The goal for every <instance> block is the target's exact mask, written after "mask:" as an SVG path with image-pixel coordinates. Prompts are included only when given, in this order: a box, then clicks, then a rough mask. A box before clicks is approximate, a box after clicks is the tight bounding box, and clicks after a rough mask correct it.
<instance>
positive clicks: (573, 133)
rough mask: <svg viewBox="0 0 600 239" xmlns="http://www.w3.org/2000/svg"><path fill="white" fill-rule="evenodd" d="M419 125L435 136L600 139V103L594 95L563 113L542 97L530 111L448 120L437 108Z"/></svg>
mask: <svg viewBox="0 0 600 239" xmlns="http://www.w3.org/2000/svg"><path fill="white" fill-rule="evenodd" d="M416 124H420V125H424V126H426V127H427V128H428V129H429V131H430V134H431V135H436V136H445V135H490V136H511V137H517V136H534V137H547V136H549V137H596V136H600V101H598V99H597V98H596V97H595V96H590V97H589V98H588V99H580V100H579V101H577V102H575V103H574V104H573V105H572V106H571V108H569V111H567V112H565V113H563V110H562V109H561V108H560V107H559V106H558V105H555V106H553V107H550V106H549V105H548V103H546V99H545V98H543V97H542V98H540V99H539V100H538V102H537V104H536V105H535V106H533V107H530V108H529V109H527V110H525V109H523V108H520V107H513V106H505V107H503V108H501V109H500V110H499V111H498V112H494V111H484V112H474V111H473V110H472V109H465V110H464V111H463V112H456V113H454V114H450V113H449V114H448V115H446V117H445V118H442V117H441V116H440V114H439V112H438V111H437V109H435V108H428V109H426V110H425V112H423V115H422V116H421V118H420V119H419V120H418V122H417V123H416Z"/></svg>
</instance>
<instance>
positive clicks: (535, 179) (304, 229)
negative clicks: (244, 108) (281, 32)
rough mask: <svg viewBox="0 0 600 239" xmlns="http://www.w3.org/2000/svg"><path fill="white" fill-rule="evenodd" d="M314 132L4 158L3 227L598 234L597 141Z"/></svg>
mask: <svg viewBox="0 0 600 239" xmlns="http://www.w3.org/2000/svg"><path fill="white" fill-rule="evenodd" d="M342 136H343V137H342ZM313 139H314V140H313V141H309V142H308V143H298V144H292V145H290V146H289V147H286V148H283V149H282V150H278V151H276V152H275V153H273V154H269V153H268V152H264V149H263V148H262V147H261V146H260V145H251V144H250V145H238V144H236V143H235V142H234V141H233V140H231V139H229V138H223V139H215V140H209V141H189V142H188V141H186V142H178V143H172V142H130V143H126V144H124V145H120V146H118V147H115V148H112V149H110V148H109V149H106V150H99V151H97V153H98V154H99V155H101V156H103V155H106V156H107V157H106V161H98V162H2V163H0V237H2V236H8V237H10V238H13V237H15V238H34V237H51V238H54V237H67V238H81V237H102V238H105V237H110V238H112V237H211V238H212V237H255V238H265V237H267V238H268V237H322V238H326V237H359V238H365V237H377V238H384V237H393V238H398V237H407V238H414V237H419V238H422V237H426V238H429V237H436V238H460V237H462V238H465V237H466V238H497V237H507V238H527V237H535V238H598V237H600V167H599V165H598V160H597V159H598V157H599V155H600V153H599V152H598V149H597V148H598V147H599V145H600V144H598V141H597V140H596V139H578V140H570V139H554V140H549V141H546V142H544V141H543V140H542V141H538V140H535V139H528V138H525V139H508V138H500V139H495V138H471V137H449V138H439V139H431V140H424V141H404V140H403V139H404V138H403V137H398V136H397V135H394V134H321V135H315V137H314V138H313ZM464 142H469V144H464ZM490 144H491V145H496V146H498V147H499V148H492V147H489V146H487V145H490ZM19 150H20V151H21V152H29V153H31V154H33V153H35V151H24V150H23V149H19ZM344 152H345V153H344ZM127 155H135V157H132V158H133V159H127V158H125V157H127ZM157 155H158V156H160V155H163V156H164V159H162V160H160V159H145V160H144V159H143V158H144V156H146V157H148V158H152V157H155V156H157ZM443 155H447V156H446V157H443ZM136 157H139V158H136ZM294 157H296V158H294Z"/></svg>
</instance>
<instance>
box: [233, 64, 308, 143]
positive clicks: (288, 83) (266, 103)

> _Problem to solve_: Which lines of the records above contain the word "positive"? Copy each of them.

> _Result below_:
positive clicks: (573, 133)
positive clicks: (535, 179) (304, 229)
positive clicks: (288, 83) (266, 103)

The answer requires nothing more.